• INSTRUCTION
Render the lines below as a numbered list, omitting any blank ones.

Excerpts from a point labeling dataset

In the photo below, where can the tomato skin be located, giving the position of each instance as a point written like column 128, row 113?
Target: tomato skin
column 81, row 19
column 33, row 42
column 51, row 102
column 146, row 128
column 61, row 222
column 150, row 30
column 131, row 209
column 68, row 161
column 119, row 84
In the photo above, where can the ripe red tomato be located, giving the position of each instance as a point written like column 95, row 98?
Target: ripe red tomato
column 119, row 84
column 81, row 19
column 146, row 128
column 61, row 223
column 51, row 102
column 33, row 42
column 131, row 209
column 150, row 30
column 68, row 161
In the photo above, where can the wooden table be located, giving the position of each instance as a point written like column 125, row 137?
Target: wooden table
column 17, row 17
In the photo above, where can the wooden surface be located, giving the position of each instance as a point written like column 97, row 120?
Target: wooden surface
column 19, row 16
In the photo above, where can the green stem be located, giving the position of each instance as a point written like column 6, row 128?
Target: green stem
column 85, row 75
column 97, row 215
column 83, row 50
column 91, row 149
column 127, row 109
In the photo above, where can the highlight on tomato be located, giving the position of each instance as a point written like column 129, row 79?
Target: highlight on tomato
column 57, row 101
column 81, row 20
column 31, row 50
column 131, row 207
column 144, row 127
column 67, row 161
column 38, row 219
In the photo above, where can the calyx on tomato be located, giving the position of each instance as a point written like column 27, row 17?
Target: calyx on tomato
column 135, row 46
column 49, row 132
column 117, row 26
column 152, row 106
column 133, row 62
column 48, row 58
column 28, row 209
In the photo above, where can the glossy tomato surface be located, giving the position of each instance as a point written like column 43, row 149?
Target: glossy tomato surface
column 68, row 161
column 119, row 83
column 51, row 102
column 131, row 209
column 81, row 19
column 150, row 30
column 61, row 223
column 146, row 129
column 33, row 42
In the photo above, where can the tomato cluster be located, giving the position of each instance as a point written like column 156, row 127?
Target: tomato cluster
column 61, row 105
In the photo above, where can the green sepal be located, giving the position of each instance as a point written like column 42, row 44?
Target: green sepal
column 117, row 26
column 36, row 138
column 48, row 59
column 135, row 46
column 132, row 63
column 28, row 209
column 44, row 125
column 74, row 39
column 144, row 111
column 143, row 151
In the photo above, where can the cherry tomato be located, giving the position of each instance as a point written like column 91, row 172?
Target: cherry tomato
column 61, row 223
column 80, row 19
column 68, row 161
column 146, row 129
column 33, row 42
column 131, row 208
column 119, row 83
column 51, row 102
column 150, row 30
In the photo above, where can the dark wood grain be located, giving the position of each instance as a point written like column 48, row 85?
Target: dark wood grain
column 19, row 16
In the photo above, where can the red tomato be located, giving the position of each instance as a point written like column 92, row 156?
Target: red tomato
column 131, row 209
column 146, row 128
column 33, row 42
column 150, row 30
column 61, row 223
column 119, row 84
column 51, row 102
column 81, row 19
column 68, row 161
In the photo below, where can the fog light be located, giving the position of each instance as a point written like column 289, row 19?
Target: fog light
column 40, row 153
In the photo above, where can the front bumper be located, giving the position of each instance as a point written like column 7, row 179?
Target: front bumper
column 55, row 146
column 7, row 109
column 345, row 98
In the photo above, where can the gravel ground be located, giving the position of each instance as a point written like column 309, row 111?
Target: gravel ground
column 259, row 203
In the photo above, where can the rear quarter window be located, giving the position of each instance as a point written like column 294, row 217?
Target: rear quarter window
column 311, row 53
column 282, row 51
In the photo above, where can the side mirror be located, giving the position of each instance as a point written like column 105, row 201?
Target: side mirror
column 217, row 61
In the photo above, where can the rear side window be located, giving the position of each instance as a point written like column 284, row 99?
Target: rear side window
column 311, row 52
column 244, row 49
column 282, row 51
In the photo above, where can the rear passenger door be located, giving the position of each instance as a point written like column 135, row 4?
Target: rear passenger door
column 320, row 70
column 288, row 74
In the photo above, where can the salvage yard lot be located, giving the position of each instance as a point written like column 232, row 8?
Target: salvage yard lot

• EXERCISE RESULT
1. In the photo below, where can the tomato skin be located, giving the position of each instance as a point written like column 128, row 113?
2. Target: tomato skin
3. column 81, row 19
4. column 33, row 42
5. column 51, row 102
6. column 146, row 128
7. column 61, row 222
8. column 150, row 30
9. column 131, row 209
10. column 68, row 161
11. column 119, row 84
12. In the photo above, where can the ripe red tomato be located, giving the position of each instance as a point written like column 95, row 98?
13. Target: ripe red tomato
14. column 119, row 84
15. column 81, row 19
16. column 146, row 128
17. column 61, row 223
18. column 51, row 102
19. column 33, row 42
20. column 131, row 209
21. column 150, row 30
22. column 68, row 161
23. In the photo above, where can the wooden table be located, giving the position of each instance as a point written like column 125, row 137?
24. Target: wooden table
25. column 17, row 17
26. In the photo above, where can the wooden surface be located, giving the position of each instance as a point written like column 97, row 120?
27. Target: wooden surface
28. column 19, row 16
29. In the photo above, where can the green stem be located, giving the position of each instance as a point written like column 6, row 128?
30. Target: green stem
31. column 85, row 75
32. column 97, row 215
33. column 83, row 50
34. column 91, row 149
35. column 127, row 109
36. In the photo above, where can the highlight on tomato be located, giving the position of each instance as a point written like column 129, row 79?
37. Target: highlight on tomato
38. column 57, row 101
39. column 81, row 20
40. column 31, row 50
41. column 131, row 207
42. column 144, row 127
43. column 67, row 161
44. column 38, row 219
45. In the photo above, where can the calyx on tomato be located, giving the position of each instance as a point written like column 27, row 17?
46. Target: calyx on tomato
47. column 135, row 46
48. column 49, row 132
49. column 117, row 26
50. column 152, row 106
51. column 133, row 62
52. column 48, row 58
53. column 28, row 209
54. In the photo above, where can the glossy tomato surface be located, giving the position of each instance as a point written like column 43, row 149?
55. Target: glossy tomato surface
56. column 68, row 161
57. column 119, row 83
58. column 51, row 102
59. column 131, row 209
60. column 81, row 19
61. column 150, row 30
62. column 61, row 223
63. column 146, row 129
64. column 33, row 42
65. In the photo above, where can the tomato cluster be located, giving the position of each instance as a point written like column 156, row 127?
66. Target: tomato cluster
67. column 61, row 105
68. In the photo above, where can the green sepal be located, giving the position of each instance as a point written like column 42, row 44?
69. Target: green sepal
70. column 117, row 26
71. column 36, row 138
72. column 48, row 59
73. column 135, row 46
74. column 132, row 63
75. column 28, row 209
76. column 44, row 125
77. column 74, row 39
78. column 144, row 111
79. column 143, row 151
80. In the photo above, where can the cherry tomato be located, giving the position of each instance as a point written like column 91, row 172?
81. Target: cherry tomato
82. column 61, row 223
83. column 80, row 19
84. column 68, row 161
85. column 146, row 129
86. column 33, row 42
87. column 131, row 208
88. column 119, row 83
89. column 51, row 102
90. column 150, row 30
91. In the photo above, where can the dark wood grain be located, giving the position of each instance as a point written like column 48, row 85?
92. Target: dark wood grain
93. column 19, row 16
94. In the photo above, where can the red tomato be located, giving the position of each instance as a point written like column 92, row 156?
95. Target: red tomato
96. column 131, row 209
97. column 146, row 128
98. column 33, row 42
99. column 150, row 30
100. column 61, row 223
101. column 119, row 84
102. column 51, row 102
103. column 81, row 19
104. column 68, row 161
105. In the photo below, where can the fog light be located, giving the position of each instance as a point written like column 289, row 19?
106. Target: fog light
107. column 40, row 153
108. In the photo above, where can the front bumper be located, giving the position of each instance as a point written like column 7, row 179?
109. Target: front bumper
110. column 55, row 146
111. column 7, row 109
112. column 345, row 98
113. In the photo above, where can the gravel ground be located, giving the position of each instance as a point written like column 309, row 111?
114. Target: gravel ground
115. column 259, row 203
116. In the photo above, where can the rear quarter window be located, giving the position of each instance as a point written like column 294, row 217?
117. Target: rear quarter window
118. column 311, row 53
119. column 282, row 51
120. In the photo above, where can the side mirror be located, giving the position of each instance as a point written like column 105, row 201?
121. Target: side mirror
122. column 217, row 61
123. In the photo above, where can the rear side window be located, giving the position of each instance as a point written like column 284, row 99?
124. Target: rear side window
125. column 311, row 52
126. column 244, row 49
127. column 282, row 51
128. In the photo above, where can the rear passenger door be located, giving the position of each instance as a point written like column 135, row 4?
129. Target: rear passenger door
130. column 320, row 70
131. column 288, row 74
132. In the photo above, where can the salvage yard lot be located, giving the position of each instance as a point written like column 232, row 8?
133. Target: salvage yard lot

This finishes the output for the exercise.